[Stored data entries]
☆ ☆ ☆ ☆ ☆
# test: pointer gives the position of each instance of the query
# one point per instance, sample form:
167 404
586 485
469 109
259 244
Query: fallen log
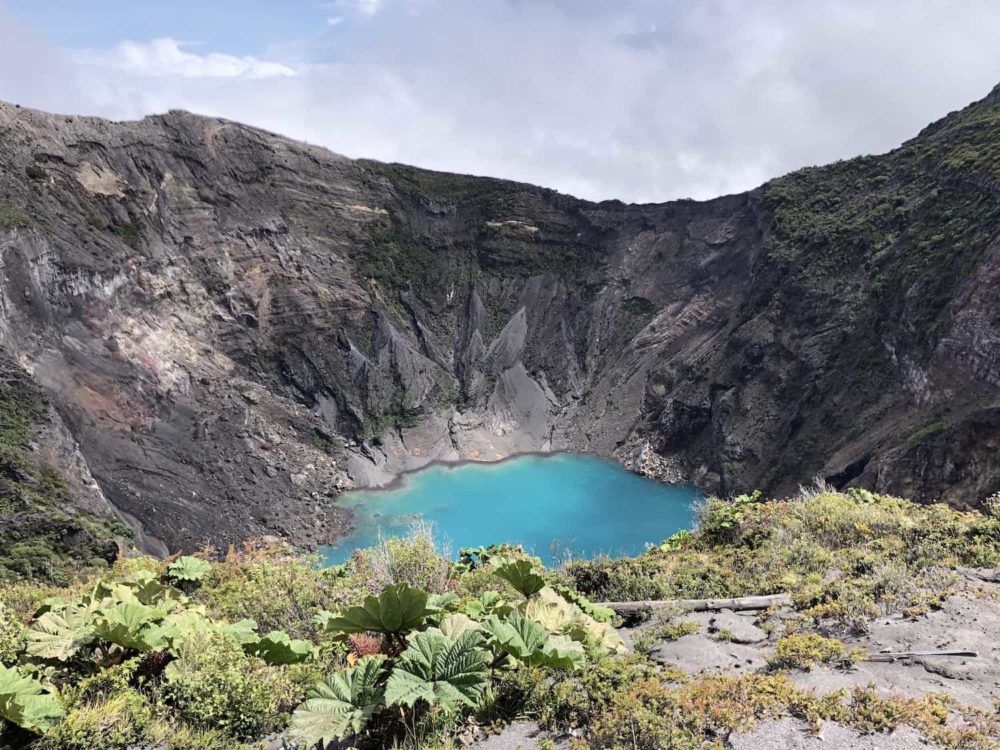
702 605
890 656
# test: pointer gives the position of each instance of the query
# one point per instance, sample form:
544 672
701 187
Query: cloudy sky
630 99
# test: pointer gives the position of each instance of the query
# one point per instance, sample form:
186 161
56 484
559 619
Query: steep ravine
234 327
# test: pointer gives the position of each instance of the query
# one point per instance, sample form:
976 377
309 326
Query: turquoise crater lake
556 506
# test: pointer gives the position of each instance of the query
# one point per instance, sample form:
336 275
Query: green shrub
281 590
414 559
807 650
213 684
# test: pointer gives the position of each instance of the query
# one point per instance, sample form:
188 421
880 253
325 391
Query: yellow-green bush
214 684
108 723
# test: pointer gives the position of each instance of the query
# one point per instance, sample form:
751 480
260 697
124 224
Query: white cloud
635 100
163 58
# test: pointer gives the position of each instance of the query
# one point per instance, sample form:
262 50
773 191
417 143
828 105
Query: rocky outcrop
234 327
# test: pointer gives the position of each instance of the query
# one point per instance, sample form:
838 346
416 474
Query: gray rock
183 285
699 653
740 628
791 734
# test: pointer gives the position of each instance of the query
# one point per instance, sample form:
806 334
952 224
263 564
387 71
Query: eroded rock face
235 327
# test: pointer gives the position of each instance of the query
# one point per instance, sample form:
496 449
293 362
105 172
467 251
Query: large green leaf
131 625
25 702
455 624
278 648
529 642
521 575
562 652
341 705
400 608
59 634
439 671
558 616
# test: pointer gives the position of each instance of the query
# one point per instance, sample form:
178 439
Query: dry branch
702 605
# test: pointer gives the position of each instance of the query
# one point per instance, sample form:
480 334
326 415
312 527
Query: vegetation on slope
402 646
39 538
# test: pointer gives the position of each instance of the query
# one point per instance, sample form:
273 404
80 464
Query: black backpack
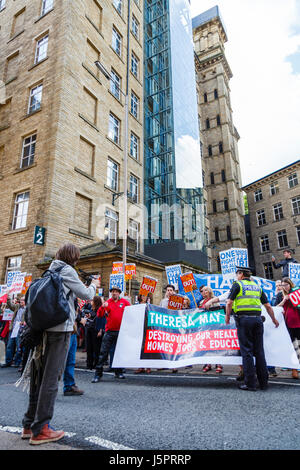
46 303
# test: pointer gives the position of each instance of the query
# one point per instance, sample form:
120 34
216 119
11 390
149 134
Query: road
165 411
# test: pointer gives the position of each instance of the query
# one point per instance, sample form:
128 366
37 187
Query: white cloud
265 93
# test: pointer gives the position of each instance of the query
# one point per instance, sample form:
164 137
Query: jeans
13 351
109 340
44 381
250 334
68 378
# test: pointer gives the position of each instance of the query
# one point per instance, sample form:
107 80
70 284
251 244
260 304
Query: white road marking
107 444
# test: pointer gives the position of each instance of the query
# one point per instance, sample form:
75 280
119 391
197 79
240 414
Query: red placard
188 281
175 302
148 285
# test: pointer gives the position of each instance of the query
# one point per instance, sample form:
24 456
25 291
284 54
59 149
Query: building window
268 270
133 232
135 26
118 5
111 226
264 243
35 99
114 129
13 264
261 217
47 5
115 84
28 151
112 179
296 205
134 105
282 239
134 65
41 49
278 212
20 210
228 232
274 188
258 195
292 180
116 41
134 146
134 188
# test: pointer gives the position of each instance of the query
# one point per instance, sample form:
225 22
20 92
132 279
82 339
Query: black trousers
250 332
109 339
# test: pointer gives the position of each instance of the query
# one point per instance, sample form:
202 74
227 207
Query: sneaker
47 434
26 433
74 390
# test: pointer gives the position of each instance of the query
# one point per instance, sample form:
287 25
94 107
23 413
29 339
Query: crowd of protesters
93 327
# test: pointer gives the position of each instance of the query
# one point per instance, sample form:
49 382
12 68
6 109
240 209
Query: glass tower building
173 172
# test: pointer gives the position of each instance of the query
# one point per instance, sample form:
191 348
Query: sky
263 51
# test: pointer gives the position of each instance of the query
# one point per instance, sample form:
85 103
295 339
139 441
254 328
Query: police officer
247 297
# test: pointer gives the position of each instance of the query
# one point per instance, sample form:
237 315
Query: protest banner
173 272
175 302
7 315
17 284
148 285
294 272
117 267
27 282
229 259
152 336
117 280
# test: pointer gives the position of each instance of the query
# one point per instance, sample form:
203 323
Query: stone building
62 125
222 176
274 210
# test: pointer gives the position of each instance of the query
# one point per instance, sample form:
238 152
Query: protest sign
117 267
175 302
152 336
294 272
295 297
130 271
173 272
7 315
148 285
229 259
117 280
27 282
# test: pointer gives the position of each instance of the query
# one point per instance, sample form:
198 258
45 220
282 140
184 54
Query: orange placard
130 270
27 282
188 281
148 285
117 267
175 302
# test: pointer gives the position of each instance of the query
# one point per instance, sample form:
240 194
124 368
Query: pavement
11 439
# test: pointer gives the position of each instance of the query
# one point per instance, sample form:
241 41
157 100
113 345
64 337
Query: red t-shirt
115 312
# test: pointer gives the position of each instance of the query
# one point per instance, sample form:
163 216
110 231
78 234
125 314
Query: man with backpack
49 358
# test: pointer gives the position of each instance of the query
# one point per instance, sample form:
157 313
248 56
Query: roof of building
271 174
208 15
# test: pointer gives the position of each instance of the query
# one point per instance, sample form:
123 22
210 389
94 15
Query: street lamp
108 76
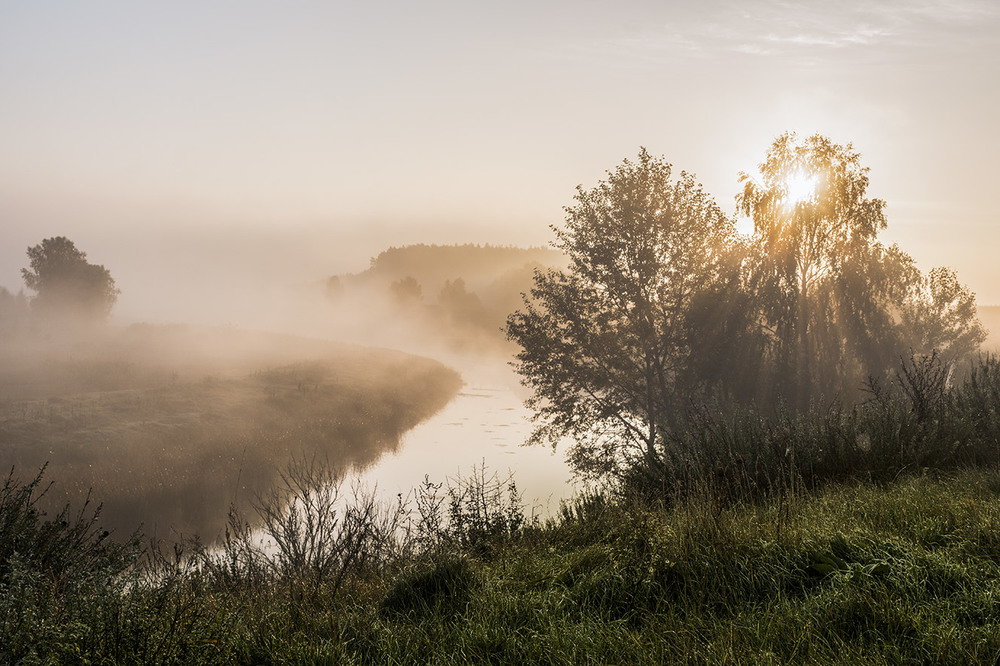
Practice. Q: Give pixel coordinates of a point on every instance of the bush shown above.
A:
(922, 419)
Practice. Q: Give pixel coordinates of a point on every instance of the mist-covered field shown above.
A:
(170, 425)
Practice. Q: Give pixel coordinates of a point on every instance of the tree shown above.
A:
(65, 284)
(604, 345)
(939, 315)
(822, 280)
(838, 305)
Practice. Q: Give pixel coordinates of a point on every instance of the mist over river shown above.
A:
(486, 423)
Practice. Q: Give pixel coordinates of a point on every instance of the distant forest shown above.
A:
(456, 296)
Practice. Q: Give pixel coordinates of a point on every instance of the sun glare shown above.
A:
(800, 186)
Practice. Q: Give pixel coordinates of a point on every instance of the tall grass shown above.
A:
(918, 420)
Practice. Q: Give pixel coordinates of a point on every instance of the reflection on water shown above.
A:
(486, 423)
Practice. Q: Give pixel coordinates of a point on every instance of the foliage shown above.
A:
(65, 284)
(902, 572)
(603, 345)
(665, 312)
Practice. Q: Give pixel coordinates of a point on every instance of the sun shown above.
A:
(800, 187)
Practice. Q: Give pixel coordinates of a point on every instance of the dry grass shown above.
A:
(170, 426)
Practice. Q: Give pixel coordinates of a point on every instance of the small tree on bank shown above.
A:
(664, 308)
(66, 285)
(604, 344)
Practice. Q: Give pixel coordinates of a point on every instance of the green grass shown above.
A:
(902, 572)
(865, 536)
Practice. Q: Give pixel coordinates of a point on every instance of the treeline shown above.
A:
(457, 296)
(67, 290)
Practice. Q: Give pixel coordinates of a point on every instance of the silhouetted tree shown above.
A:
(65, 284)
(605, 344)
(826, 288)
(939, 316)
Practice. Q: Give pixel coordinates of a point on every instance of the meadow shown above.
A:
(863, 535)
(170, 426)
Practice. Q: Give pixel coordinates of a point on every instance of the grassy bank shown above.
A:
(860, 535)
(902, 572)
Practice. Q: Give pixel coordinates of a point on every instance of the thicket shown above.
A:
(861, 535)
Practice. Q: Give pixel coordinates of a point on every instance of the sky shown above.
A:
(202, 150)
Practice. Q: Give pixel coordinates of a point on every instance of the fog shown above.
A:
(223, 359)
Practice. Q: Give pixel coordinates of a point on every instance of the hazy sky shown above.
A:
(245, 143)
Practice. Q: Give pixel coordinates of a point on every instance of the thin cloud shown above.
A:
(770, 28)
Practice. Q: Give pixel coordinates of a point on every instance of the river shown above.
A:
(484, 425)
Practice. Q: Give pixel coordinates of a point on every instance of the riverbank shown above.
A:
(863, 573)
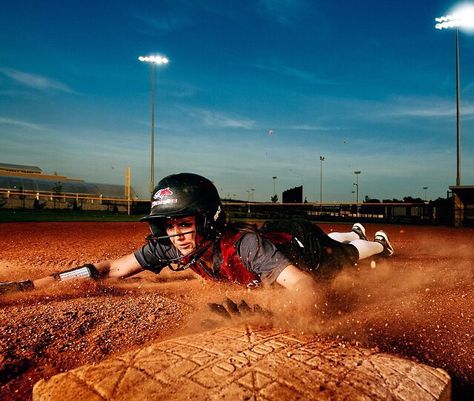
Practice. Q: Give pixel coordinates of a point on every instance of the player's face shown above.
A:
(182, 232)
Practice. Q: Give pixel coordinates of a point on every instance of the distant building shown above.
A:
(31, 178)
(293, 195)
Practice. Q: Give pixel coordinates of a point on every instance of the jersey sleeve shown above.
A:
(155, 257)
(261, 257)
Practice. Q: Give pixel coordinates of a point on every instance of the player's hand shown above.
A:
(230, 309)
(16, 286)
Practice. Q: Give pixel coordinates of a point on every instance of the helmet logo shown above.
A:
(218, 212)
(160, 195)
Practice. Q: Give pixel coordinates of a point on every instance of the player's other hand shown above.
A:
(16, 286)
(230, 309)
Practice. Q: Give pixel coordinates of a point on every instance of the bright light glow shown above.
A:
(462, 17)
(154, 59)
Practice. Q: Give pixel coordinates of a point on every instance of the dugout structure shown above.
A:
(463, 205)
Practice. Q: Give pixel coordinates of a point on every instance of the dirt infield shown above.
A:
(249, 363)
(419, 304)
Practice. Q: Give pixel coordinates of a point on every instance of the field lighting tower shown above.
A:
(461, 18)
(321, 159)
(153, 60)
(357, 173)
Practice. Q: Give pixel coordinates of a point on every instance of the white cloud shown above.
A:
(282, 11)
(35, 81)
(281, 69)
(22, 124)
(221, 120)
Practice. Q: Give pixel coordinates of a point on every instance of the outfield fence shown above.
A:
(406, 213)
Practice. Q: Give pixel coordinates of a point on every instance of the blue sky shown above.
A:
(254, 89)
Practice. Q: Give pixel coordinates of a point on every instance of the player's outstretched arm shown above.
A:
(303, 290)
(119, 268)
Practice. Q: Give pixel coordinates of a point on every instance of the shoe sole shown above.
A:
(387, 246)
(359, 231)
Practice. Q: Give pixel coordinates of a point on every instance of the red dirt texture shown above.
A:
(419, 304)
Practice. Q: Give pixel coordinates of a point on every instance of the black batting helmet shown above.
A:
(186, 194)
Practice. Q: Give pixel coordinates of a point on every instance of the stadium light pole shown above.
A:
(153, 60)
(357, 173)
(321, 159)
(462, 17)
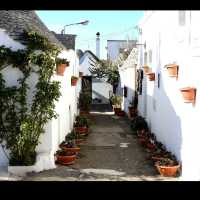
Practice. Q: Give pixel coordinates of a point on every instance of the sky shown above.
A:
(112, 25)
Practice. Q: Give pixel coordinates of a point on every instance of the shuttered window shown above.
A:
(182, 18)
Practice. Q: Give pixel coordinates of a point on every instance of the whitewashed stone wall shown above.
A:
(175, 123)
(66, 107)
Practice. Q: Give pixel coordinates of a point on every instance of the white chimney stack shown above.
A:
(98, 45)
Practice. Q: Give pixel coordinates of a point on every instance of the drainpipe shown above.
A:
(98, 45)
☆ ☆ ☆ ☆ ☆
**Exercise aim**
Within the entries, how many lines contain the word "mist"? Answer with a number alone.

**Worked solution**
2